#### Provided passage:
☆ ☆ ☆

New Parades Commission named
New Parades Commission named
paradescommission.jpg

The British Secretary Owen Paterson has appointed a totally new seven-member Parades Commission.

The commission, which adjudicates on the routes of sectarian parades, is to be chaired by former Alliance councillor Peter Osborne, who served on the previous commission.

Amon the members is prominent Orangeman, Rev Brian Kennaway, and Robin Percival, a writer who, as a member of the Bogside Residents Group, was previously involved in negotiations around sectarian parades by loyalist marching orders in Derry.

The other members are: Douglas Bain, recently retired as the North’s chief electoral officer; Delia Close, a former member of the Northern Ireland Women’s Coalition; Frances Nolan, a retired RUC woman and current deputy ‘Lord Lieutenant’ for County Tyrone, and medical academic, Dr Caitriona King.

In February, following the Hillsborough Castle Agreement, it was agreed that the commission would be abolished and replaced with a new system of dealing with parades more acceptable to the Orange Order.

In the summer the order rejected the proposals, which prompted Mr Paterson to appoint this new commission which takes office on January 1st.

Commenting on the appointments, Sinn Fein Assembly member Alex Maskey said it was important that the new group did not repeat the mistakes of the previous commission.

“By general consensus the last Parades Commission repeatedly made bad decisions and made decisions which caused a significant escalating of tensions in areas like Rasharkin and Ardoyne,” he said.

“This new Commission needs to ensure that it does not repeat these mistakes.

☆ ☆ ☆

Data entries
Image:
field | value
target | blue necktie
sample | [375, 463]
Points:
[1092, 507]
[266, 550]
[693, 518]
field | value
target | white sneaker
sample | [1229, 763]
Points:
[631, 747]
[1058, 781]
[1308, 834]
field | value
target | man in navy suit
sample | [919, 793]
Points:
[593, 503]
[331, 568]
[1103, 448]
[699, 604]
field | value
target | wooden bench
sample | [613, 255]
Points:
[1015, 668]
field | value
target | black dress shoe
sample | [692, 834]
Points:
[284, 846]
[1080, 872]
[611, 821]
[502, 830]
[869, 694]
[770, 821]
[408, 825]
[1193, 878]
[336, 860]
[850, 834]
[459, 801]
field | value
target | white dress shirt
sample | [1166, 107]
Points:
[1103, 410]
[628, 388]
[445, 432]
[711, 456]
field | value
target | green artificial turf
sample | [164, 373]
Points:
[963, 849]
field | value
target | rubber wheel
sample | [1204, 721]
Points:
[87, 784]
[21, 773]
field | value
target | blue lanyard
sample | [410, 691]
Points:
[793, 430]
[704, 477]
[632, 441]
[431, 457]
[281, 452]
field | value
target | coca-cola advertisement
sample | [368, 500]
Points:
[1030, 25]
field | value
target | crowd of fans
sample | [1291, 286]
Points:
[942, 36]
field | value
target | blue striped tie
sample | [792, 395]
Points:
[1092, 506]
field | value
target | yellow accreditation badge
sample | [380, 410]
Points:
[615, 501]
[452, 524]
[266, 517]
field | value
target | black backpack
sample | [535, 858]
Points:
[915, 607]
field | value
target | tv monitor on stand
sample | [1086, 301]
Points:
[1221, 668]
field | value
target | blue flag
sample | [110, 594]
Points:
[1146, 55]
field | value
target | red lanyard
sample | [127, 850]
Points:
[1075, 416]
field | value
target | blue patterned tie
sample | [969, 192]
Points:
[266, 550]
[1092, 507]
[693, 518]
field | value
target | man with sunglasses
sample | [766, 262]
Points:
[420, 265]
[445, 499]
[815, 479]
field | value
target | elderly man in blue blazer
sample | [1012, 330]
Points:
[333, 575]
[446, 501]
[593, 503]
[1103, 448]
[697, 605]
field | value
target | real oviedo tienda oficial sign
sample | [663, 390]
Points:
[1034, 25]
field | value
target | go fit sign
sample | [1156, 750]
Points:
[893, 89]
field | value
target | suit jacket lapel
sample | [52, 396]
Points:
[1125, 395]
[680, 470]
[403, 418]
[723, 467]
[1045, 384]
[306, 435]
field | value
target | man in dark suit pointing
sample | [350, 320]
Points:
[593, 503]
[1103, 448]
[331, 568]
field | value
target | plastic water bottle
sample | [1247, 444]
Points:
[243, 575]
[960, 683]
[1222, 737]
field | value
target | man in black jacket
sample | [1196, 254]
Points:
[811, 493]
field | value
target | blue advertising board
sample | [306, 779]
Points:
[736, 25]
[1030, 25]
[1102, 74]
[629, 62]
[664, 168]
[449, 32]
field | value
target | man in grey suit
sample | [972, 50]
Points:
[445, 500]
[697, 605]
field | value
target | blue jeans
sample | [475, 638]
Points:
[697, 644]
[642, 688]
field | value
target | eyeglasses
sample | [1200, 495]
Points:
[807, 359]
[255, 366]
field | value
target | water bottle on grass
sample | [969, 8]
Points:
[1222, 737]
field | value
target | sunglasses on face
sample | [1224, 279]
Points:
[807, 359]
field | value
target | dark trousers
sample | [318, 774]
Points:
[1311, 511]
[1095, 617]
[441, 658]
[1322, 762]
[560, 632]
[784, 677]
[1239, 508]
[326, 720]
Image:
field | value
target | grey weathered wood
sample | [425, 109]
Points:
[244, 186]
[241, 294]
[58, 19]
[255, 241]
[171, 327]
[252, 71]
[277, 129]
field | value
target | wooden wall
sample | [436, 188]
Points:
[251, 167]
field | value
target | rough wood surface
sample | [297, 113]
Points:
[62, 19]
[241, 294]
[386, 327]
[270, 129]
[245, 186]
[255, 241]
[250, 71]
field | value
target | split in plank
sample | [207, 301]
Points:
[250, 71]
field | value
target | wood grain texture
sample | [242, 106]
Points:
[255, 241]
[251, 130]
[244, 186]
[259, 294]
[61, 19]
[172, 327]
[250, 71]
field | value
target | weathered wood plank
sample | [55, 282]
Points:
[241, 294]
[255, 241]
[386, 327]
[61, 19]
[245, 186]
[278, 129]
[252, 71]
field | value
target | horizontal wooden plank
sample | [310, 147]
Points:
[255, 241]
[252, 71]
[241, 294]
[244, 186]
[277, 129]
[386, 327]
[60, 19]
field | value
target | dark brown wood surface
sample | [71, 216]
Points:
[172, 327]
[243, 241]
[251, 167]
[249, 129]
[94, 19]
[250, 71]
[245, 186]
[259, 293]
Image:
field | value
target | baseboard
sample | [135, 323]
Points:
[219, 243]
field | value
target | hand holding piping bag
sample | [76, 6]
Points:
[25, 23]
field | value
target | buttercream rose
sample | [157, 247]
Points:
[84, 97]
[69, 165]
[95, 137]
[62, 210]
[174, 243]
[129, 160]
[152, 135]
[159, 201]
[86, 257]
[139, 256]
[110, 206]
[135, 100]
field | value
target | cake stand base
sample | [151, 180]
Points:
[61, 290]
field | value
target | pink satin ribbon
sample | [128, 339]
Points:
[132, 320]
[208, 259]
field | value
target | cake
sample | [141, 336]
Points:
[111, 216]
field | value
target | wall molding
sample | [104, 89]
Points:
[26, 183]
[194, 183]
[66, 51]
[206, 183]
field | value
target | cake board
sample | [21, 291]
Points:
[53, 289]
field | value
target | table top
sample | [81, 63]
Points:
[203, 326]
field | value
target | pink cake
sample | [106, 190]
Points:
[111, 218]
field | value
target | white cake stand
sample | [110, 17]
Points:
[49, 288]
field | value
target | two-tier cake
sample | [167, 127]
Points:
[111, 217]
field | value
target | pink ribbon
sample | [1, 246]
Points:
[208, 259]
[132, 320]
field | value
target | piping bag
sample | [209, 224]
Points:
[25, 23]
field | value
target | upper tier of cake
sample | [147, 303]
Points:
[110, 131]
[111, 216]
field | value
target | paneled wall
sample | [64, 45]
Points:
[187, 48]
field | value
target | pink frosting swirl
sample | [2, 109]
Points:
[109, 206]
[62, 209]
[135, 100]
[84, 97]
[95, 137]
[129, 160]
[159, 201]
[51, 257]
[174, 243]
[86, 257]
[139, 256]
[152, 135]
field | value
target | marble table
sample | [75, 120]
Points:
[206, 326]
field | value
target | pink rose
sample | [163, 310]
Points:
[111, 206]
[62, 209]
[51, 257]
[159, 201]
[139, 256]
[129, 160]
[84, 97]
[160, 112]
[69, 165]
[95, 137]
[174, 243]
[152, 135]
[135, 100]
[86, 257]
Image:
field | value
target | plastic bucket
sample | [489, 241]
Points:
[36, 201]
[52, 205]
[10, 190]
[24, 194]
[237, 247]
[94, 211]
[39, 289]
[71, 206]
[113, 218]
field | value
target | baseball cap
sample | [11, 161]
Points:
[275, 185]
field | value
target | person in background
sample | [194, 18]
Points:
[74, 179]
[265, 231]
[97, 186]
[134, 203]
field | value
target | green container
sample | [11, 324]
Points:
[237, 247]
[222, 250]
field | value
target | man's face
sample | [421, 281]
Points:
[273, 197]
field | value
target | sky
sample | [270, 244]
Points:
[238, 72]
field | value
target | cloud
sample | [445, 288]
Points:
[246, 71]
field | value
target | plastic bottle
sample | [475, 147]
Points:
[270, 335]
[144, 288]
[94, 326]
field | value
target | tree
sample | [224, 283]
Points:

☆ ☆ ☆

#### What this exercise asks:
1. Using the article on the new Parades Commission, decide whether each statement agrees with it: (a) Peter Osborne was a member of the previous commission; (b) the new commission has nine members; (c) the new commission takes office on January 1st. Answer yes or no for each and quote the deciding words.
2. Write a continuation of the article on the new Parades Commission, picking up after its final sentence.

#### Task responses:
1.
(a) Yes: "who served on the previous commission"
(b) No: "a totally new seven-member Parades Commission"
(c) Yes: "this new commission which takes office on January 1st"

2.
“Sinn Fein will be seeking an early meeting with the new Parades Commission to address concerns we have about previous decisions and the mechanism which the Commission went through to reach them. We also need to hear from the new Commission their strategy for resolving contentious parades.

“The Orange Order in particular now also need to reassess their approach to the issue of parading and finally sit down and resolve the very small number of contentious parades which continue to blight the summer months for the communities they seek to march through.

“The position of refusing to talk to the Commission and refusing to engage with local nationalist communities is no longer tenable.”

The Greater Ardoyne Residents Collective (GARC) said it believes the new Parades Commission will not give Ardoyne residents any faith in properly addressing unwelcome sectarian marches through the north Belfast community.

“Residents and not a discredited commission or politicians should decide what is right,” the group said. “Local people have been misled for years, thinking engagement with a discredited commission will bring positive results.”